# Polo Towers - Villas or Suites ?



## fnewman

I know I have seen some discussion on this before, but would like to hear opinions on which would be better for a 1BR week. TIA


----------



## cluemeister

*Suites or Villas*

Now that the Suites are remodeled, I don't think the Villas have any benefit over the Suites to an exchanger.  To an owner, the Villas provide more flexible reservations.

I would go Suites.  Just make sure you're getting a remodeled unit.


----------



## dougp26364

There are still difference's between the two in the way the units are layed out and the style/brand furniture used. The Suite's upgrade mostly brought in new furniture, changed the decor/color's of the unit, added granit counter tops and flat screen TV's and moved the LO door from the kitchen to the front of the unit where noise was not as much of an issue for those in the LO unit. 

The Villa's has a murphy bed rather than a sofa sleeper, a big screen TV and a sofa that is not a sofa sleeper (a little more comfortable) and has more of a concave sectional styling to it. There are also dual vanities and a soaking tub in the bathroom where the Suite's has only a single vanity and a standard tub/shower combo. 

IMO, the biggest difference is the view. Almost all of the Suite's units will have some sort of view of the strip. The majority of the Villa's unit's will face east towards MGM's signature towers, Marriott's Grand Chateau and the mountains. There are Suite's units that face east but, there are a much larger number that have at least some view of the strip. 

Of course, as mentioned above the Suite's just went through a complete renovation so they are like new. I believe the Villa's are now 5 to 7 years old. 

One last thing. If check in day is important to you, the Villa's check in on Friday only. The Suite's tower 1, which faces west and east check's in on Sunday and tower 2 check's in on Saturday. However, since DRI has made changes and some of Polo Towers units have been put into a points based reservations system I can't say for certain that the old more rigid Sat. Sun. check in days for the Suite's holds true anymore. Since the Villa's is actually a seperate timeshare I am pretty certain that the Friday check in day still holds true. 

If it were me I think that I'd probably try to exchange into the Suite's at this point. They're newer, you have a better chance at getting some sort of view of the strip and as Cluemeister pointed out there really isn't that much difference between the Villa's and the Suite's other than decor.


----------



## pedro47

Wow, this thread was started in 2008.


----------

TASK PROMPT: From the Polo Towers thread, retype the passage starting with "## dougp26364" and going on through "the LO unit.". The listing isn't needed for this work.

DATA PROVIDED:
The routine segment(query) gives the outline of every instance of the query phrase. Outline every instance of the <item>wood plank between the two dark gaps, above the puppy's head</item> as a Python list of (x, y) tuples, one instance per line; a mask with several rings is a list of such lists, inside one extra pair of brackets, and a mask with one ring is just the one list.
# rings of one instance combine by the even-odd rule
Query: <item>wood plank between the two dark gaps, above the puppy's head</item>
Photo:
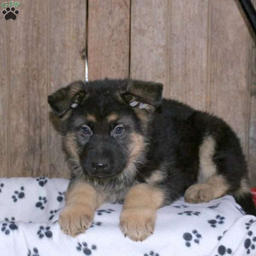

PROBLEM SOLUTION:
## dougp26364

There are still difference's between the two in the way the units are layed out and the style/brand furniture used. The Suite's upgrade mostly brought in new furniture, changed the decor/color's of the unit, added granit counter tops and flat screen TV's and moved the LO door from the kitchen to the front of the unit where noise was not as much of an issue for those in the LO unit.